→ JOB: Give back the entries in full, exactly as they are written.

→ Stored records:
┏━━
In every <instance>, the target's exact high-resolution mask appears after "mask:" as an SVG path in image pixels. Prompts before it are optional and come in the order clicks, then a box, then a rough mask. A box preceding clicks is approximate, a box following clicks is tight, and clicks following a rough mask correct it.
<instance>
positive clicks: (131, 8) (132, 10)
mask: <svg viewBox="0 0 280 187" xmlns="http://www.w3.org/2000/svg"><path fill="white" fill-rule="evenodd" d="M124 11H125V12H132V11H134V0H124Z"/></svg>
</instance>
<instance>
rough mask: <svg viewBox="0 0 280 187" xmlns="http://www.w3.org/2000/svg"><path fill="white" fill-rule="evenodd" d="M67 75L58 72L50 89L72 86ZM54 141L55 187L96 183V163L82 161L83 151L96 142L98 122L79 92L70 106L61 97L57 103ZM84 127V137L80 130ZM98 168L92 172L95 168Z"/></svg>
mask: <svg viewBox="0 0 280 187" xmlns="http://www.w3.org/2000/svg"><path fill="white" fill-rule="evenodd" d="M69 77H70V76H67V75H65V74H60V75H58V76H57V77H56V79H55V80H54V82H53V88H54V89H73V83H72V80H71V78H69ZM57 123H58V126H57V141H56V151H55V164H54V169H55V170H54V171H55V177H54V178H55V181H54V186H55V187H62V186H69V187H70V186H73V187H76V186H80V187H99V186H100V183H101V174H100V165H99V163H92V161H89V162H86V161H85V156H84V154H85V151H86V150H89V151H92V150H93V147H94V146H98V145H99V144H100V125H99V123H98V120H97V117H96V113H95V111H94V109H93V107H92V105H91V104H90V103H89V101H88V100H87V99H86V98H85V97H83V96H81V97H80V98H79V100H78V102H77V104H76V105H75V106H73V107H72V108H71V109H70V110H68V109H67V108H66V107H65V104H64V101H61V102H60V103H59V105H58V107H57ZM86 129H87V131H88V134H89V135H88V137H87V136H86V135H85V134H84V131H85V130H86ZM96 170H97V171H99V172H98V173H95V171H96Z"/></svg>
┗━━
→ EXPECTED ANSWER:
In every <instance>, the target's exact high-resolution mask appears after "mask:" as an SVG path in image pixels. Prompts before it are optional and come in the order clicks, then a box, then a rough mask. A box preceding clicks is approximate, a box following clicks is tight, and clicks following a rough mask correct it.
<instance>
positive clicks: (131, 8) (132, 10)
mask: <svg viewBox="0 0 280 187" xmlns="http://www.w3.org/2000/svg"><path fill="white" fill-rule="evenodd" d="M124 11H125V12H132V11H134V0H124Z"/></svg>
</instance>
<instance>
rough mask: <svg viewBox="0 0 280 187" xmlns="http://www.w3.org/2000/svg"><path fill="white" fill-rule="evenodd" d="M67 75L58 72L50 89L72 86ZM54 141L55 187L96 183V163L82 161L83 151L96 142L98 122L79 92L70 106L61 97L57 103ZM84 127V137L80 130ZM98 168L92 172L95 168Z"/></svg>
mask: <svg viewBox="0 0 280 187" xmlns="http://www.w3.org/2000/svg"><path fill="white" fill-rule="evenodd" d="M69 77H70V76H67V75H65V74H60V75H58V76H57V77H56V79H55V80H54V82H53V88H54V89H73V83H72V80H71V78H69ZM57 123H58V126H57V141H56V151H55V164H54V169H55V170H54V171H55V177H54V178H55V181H54V186H55V187H62V186H69V187H70V186H73V187H76V186H80V187H99V186H100V183H101V174H100V165H99V163H92V161H89V162H86V161H85V156H84V154H85V151H86V150H89V151H92V150H93V147H94V146H98V145H99V144H100V125H99V123H98V120H97V117H96V113H95V111H94V109H93V107H92V105H91V104H90V103H89V101H88V100H87V99H86V98H85V97H83V96H81V97H80V98H79V100H78V102H77V104H76V105H75V106H73V107H72V108H71V109H70V110H68V109H67V108H66V107H65V104H64V101H61V102H60V103H59V105H58V107H57ZM86 129H87V131H88V134H89V135H88V137H87V136H86V135H85V134H84V131H85V130H86ZM96 170H97V171H99V172H98V173H95V171H96Z"/></svg>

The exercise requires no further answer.